◆ **Do this**: Return the records below from the line containing "balcony in this photo." onward, exactly, through and including the last line.
**** Supplied data
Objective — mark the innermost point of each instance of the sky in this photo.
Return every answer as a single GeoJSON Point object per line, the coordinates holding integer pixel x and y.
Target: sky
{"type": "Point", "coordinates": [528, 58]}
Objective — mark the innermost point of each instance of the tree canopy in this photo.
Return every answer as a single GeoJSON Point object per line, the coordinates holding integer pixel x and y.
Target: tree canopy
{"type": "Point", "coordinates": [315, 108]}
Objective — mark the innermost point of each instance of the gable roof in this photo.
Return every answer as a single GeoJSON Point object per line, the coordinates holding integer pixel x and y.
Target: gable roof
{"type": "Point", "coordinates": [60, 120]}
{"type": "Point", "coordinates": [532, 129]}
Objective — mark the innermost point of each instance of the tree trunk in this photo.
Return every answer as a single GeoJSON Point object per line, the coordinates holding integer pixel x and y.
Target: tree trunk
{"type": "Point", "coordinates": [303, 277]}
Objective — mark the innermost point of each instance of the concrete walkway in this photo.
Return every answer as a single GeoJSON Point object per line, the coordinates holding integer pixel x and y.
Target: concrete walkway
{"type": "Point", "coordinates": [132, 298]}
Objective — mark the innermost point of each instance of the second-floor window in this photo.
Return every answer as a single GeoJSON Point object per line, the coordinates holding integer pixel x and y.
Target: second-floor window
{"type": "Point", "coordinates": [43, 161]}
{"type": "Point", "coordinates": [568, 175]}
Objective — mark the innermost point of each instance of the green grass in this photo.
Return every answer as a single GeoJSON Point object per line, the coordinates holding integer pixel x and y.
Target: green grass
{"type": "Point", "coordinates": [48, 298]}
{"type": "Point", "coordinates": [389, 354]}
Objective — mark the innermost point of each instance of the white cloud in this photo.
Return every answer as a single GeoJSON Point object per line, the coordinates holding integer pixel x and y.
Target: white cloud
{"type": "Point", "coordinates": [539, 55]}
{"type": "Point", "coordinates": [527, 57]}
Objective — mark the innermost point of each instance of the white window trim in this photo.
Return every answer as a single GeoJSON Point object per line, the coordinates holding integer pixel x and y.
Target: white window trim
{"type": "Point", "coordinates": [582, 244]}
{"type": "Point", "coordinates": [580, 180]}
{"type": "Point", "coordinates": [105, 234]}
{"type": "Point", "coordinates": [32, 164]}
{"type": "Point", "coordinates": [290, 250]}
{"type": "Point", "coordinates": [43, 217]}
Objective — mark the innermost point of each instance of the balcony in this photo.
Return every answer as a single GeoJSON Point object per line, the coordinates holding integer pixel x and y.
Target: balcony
********
◆ **Solution for this exercise**:
Objective — mark the innermost point of each instance of the balcony in this photo.
Return every answer as a single GeoJSON Point object per line, the coordinates holding integer pixel x and y.
Target: balcony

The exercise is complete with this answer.